++++ Text to read

Articles were ‘untimely’
The Crow’s Nest now comes under the university administration’s office of Student Life and Engagement, which is the umbrella over Student Government, the Harborside Activities Board, the Office of Multicultural Affairs, and Campus Recreation department.
The newspaper’s annual budget, which this year is $48,387, comes out of students’ activities and service fees and is set each year by Student Government. The newspaper has an adviser —an adjunct instructor and former editor at the Tampa Bay Times— but student editors make the final decisions.
Talk of a new home for the paper began last spring, according to Martin Tadlock, the regional vice chancellor of academic affairs.
He said Regional Chancellor Sophia Wisniewska asked him to inquire about various models of collegiate journalism and how the journalism faculty here interacts with the student newspaper.
“We were looking at academic planning all of last year. We have new initiatives rolling out over the next five years, and this was just one of those inquiries I was making about how things work here at USFSP,” said Tadlock, who became vice chancellor of academic affairs in July 2016.
These inquiries came after the newspaper published articles that the university felt were untimely, he said.
“There were some concerns about a couple of the stories that were published in The Crow’s Nest. One was about (Arts and Sciences) Dean Frank Biafora near the end of the search process with St. Pete College, and that story came out when he was a finalist for the (president’s) position,” said Tadlock.
“The search was still underway, which is a very sensitive time to have an article of the dean over here who is a finalist for the position over there.”

++++++++
++++ Source material

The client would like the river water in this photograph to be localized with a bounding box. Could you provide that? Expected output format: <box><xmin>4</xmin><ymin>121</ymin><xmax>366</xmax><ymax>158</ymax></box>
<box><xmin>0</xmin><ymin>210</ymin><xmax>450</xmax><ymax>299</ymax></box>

++++++++

## Task
According to the article on The Crow's Nest, what is the newspaper's annual budget this year? The listing plays no part in this exercise.

## Result of this exercise
$48,387